RECORDS FOR THE TASK section start

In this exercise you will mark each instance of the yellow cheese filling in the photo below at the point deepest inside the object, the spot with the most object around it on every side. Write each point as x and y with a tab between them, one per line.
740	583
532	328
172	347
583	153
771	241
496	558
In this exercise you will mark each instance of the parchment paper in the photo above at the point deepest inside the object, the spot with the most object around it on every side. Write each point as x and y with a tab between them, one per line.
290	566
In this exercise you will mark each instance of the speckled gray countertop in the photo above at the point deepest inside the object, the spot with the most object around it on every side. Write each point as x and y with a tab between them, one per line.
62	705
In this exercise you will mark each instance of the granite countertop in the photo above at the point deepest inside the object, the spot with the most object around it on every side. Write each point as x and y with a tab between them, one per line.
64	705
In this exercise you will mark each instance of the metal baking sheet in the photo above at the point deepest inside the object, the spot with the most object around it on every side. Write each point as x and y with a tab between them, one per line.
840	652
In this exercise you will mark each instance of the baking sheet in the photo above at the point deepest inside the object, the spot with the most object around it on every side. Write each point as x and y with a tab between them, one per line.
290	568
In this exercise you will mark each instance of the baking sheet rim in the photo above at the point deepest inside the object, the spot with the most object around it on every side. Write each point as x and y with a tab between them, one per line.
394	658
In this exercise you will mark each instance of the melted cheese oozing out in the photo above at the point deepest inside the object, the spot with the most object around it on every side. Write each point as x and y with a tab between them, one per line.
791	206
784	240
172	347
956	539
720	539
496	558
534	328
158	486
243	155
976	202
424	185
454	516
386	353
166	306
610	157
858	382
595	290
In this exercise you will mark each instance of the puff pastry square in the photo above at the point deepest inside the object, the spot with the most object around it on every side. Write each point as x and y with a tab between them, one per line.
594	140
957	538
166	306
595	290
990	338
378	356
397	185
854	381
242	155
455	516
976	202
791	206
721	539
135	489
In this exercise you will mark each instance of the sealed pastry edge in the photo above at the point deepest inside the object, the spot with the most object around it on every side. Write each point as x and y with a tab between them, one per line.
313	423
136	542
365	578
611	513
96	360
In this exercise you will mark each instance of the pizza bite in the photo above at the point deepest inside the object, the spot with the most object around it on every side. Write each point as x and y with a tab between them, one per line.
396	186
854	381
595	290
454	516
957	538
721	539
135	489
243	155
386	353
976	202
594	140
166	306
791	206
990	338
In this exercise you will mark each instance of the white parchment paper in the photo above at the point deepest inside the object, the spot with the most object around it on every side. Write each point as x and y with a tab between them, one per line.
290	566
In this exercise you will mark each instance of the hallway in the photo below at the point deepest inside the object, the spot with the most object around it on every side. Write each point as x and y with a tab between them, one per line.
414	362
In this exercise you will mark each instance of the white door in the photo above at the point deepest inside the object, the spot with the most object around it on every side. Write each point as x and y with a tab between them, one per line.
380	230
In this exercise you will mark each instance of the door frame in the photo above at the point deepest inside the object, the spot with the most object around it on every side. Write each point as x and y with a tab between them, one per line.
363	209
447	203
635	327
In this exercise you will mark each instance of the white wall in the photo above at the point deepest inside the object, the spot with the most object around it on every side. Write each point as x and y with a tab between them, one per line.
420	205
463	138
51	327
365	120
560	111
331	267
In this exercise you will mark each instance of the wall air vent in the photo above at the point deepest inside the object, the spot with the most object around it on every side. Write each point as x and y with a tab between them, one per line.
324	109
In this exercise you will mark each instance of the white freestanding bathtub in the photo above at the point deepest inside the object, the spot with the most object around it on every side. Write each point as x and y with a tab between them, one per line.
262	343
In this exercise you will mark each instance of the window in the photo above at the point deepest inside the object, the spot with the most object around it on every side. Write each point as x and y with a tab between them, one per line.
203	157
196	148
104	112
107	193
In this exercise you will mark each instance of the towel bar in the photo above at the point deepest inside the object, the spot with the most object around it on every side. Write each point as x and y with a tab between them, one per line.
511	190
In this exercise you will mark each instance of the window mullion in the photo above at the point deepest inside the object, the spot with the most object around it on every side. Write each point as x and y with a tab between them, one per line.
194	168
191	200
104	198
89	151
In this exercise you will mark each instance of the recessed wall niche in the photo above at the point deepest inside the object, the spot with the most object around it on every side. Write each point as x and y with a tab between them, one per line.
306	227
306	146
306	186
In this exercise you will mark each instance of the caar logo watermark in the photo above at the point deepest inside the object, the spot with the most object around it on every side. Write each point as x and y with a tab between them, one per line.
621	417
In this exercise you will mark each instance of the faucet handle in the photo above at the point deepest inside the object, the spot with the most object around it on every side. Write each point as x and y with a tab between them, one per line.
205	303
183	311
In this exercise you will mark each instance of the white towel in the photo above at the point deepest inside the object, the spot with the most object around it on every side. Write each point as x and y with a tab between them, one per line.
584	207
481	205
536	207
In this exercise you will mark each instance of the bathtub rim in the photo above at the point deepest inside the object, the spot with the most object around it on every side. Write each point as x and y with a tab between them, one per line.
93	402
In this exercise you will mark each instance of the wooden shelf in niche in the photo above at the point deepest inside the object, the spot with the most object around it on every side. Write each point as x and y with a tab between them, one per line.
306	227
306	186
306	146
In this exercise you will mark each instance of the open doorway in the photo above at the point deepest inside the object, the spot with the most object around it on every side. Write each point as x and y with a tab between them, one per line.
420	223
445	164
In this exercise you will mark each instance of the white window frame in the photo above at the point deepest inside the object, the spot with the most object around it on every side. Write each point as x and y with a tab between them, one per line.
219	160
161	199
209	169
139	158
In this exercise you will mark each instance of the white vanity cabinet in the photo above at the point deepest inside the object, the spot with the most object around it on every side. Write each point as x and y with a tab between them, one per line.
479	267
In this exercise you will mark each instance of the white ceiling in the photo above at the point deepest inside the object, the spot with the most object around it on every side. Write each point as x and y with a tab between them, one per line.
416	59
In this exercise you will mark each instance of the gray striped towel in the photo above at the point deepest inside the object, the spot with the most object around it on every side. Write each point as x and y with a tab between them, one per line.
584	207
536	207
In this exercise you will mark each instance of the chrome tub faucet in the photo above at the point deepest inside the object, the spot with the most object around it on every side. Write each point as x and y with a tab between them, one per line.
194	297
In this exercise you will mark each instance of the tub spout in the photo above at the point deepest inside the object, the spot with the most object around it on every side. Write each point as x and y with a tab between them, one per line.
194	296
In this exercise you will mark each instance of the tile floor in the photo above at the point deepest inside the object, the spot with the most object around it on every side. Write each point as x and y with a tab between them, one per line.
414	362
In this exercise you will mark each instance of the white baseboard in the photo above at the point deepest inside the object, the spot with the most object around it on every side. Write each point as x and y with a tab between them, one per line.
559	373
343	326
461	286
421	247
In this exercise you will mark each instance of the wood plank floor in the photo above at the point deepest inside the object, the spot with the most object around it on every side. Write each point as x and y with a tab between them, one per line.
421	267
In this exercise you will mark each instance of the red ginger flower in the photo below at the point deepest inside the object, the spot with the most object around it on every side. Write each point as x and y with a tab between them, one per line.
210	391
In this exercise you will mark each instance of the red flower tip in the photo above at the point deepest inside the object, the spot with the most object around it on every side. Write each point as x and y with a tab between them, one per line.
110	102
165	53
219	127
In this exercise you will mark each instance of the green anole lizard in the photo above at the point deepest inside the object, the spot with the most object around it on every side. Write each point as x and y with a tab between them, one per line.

RECORDS FOR THE TASK section end

▶ PROBLEM STATEMENT
Restating every entry above word for word is the whole task.

▶ RESPONSE BELOW
In this exercise you will mark each instance of the yellow cheese filling in the photo below at the point deepest inside the object, the spot with the most object around it on every side. Write each point as x and y with a tab between them, one per line.
740	583
532	328
172	347
583	153
771	241
496	558
In this exercise you will mark each instance of the parchment paper in the photo above at the point deepest inside the object, the spot with the most object around it on every side. Write each point as x and y with a tab between them, one per line.
290	566
In this exercise you will mark each instance of the speckled gray countertop in the photo above at the point deepest inside the object, the spot with the most object around it on every side. Write each point as x and y with a tab between them, one per line.
62	705
In this exercise you will mark each instance of the granite countertop in the photo above at the point deepest inside the object, the spot with the most object around it on every side. Write each point as x and y with a tab between them, one per line.
64	705
In this exercise you will mark each instance of the metal baking sheet in the photo above at the point deepest inside the object, the spot with the most object around it on every side. Write each point as x and y with a tab between them, one per line.
840	652
In this exercise you will mark each instance of the baking sheet in the photo above at the point deepest inside the object, the spot with the most object around it on every side. Write each point as x and y with a tab between them, one per line.
290	568
In this exercise you will mark each instance of the baking sheet rim in the photo above at the point deepest inside the object, the spot with the most object around it on every side. Write each point as x and y with a tab between them, one per line.
394	658
In this exercise you will mark each instance of the melted cheese oozing out in the photo above at the point deepest inside the object, the spot with the most object around it on every side. Write each point as x and y with a tab between them, one per line.
791	206
784	240
172	347
956	539
720	539
496	558
534	328
158	486
243	155
976	202
424	185
454	516
386	353
166	306
610	157
858	382
595	290
In this exercise you will mark each instance of the puff pastry square in the photo above at the point deepest inside the object, the spot with the most object around it on every side. Write each point as x and y with a tab between them, one per line.
594	140
957	538
166	306
595	290
990	338
378	356
397	185
854	381
242	155
455	516
976	202
791	206
721	539
135	489
In this exercise you will mark each instance of the sealed pastry edge in the photo above at the point deepest inside the object, the spot with the most object around it on every side. Write each point as x and y with a tab between them, one per line.
313	423
136	542
365	578
611	513
96	360
In this exercise you will mark each instance of the pizza bite in the photo above at the point deepest inside the object, the spot with the most object around it on every side. Write each point as x and y with a tab between them, one per line.
396	186
854	381
595	290
454	516
957	538
721	539
135	489
243	155
386	353
976	202
594	140
166	306
791	206
990	338
In this exercise you will mark each instance of the white parchment paper in the photo above at the point deepest inside the object, the spot with the most object around it on every side. Write each point as x and y with a tab between them, one per line.
290	566
In this exercise you will mark each instance of the hallway in the photo below at the point deepest inside the object, the spot with the most object around it on every side. Write each point as x and y with a tab between them, one per line.
414	362
In this exercise you will mark each instance of the white door in the photo above at the point deepest inside the object, the spot with the most object around it on every side. Write each point as x and y with a tab between them, one per line.
380	230
In this exercise you will mark each instance of the door frame in the photo above at the point deepest inside the object, the spot with the most object around it on every side. Write each point as x and y with a tab between them, one per line.
363	209
447	203
635	327
In this exercise you will mark each instance of the white wall in the photo above at the point deepest inside the object, the spot with the most object around it on every side. Write each point as x and y with a tab between them, one per line.
420	205
463	138
51	327
365	120
560	111
331	267
In this exercise you will mark each instance of the wall air vent in the photo above at the point deepest inside the object, the spot with the most object around it on every side. Write each point as x and y with a tab between them, one per line.
324	109
In this exercise you will mark each instance of the white freestanding bathtub in the photo above at the point deepest inside the object, the spot with the most object around it on every side. Write each point as x and y with a tab between them, one per line.
262	343
In this exercise you will mark each instance of the window in the photo above at the point deepest inside the object, the spot with the most object around it on every side. Write each point as x and y with a tab between them, one per line.
203	157
196	148
104	112
107	193
In this exercise you will mark each instance of the towel bar in the photo above at the point deepest inside the object, the spot with the most object around it on every side. Write each point as x and y with a tab between them, one per line.
511	190
In this exercise you will mark each instance of the window mullion in the photo above at the point deepest inside the object, the spot with the most object around it on every side. Write each point as x and y with a tab between them, one per line.
194	168
191	200
104	198
89	151
In this exercise you will mark each instance of the recessed wall niche in the photo above at the point deepest inside the object, the spot with the most object around it on every side. Write each point as x and y with a tab between them, one per line.
306	227
306	146
306	186
In this exercise you will mark each instance of the caar logo watermark in the photo above at the point deepest inside the object, the spot with the most object around it on every side. Write each point as x and y with a tab between them, one per line.
621	417
In this exercise you will mark each instance of the faucet handle in the photo above at the point deepest inside the object, the spot with the most object around it on every side. Write each point as x and y with a tab between them, one per line.
205	303
183	311
In this exercise you will mark each instance of the white towel in the photo above at the point deepest inside the object, the spot with the most object around it on every side. Write each point as x and y with a tab between them, one per line.
584	207
481	205
536	207
In this exercise you will mark each instance of the bathtub rim in the photo above at the point deepest inside the object, the spot with the most object around it on every side. Write each point as x and y with a tab between them, one per line.
93	402
In this exercise you will mark each instance of the wooden shelf in niche in the photo above at the point deepest inside the object, the spot with the most object around it on every side. Write each point as x and y with a tab between them, one per line.
306	227
306	186
306	146
In this exercise you will mark each instance of the open doorway in the photo above at the point deepest inside the object, the spot with the most object around it on every side. Write each point as x and y with a tab between them, one per line.
420	223
445	164
In this exercise you will mark each instance of the white window frame in the photo above at the point deepest inside the object, the spot with the most object around it on every side. Write each point as x and y with a tab between them, one per line.
219	160
161	199
209	169
139	158
In this exercise you will mark each instance of the white vanity cabinet in the photo above at the point deepest inside the object, the spot with the most object around it on every side. Write each point as x and y with a tab between them, one per line.
479	267
In this exercise you will mark each instance of the white ceiling in the photo above at the point deepest inside the object, the spot with the most object around it on every side. Write each point as x and y with a tab between them, one per line.
416	59
In this exercise you will mark each instance of the gray striped towel in the photo above at the point deepest inside the object, the spot with the most object around it on every side. Write each point as x and y with a tab between them, one per line.
584	207
536	207
In this exercise you will mark each instance of the chrome tub faucet in the photo above at the point deepest inside the object, the spot with the most object around it on every side. Write each point as x and y with a tab between them, one per line.
194	297
In this exercise you will mark each instance of the tub spout in the photo above at the point deepest inside the object, the spot with the most object around it on every side. Write each point as x and y with a tab between them, one per line.
194	296
In this exercise you will mark each instance of the tile floor in the photo above at the point deepest inside the object, the spot with the most object around it on every side. Write each point as x and y with a tab between them, one per line.
414	362
In this exercise you will mark each instance of the white baseboard in the photo above at the point deepest inside the object, the spot with the most object around it on every side. Write each point as x and y with a tab between them, one per line.
559	373
343	326
461	286
421	247
In this exercise you will mark each instance of the wood plank floor in the photo above at the point deepest inside the object, the spot with the most object around it on every side. Write each point as x and y with a tab between them, one per line.
421	267
In this exercise you will mark each instance of the red ginger flower in the photo below at the point deepest inside the object, the spot with the most object around it on every side. Write each point as x and y with a tab between them, one per line.
210	391
In this exercise you will mark each instance of the red flower tip in the photo above at the point deepest inside the object, the spot with the most object around it on every side. Write each point as x and y with a tab between them, one per line.
110	102
165	53
219	127
In this exercise you will mark each instance of the green anole lizard in the photo above at the point deepest inside the object, the spot with the most object around it on every side. Write each point as x and y with a tab between them, one per line.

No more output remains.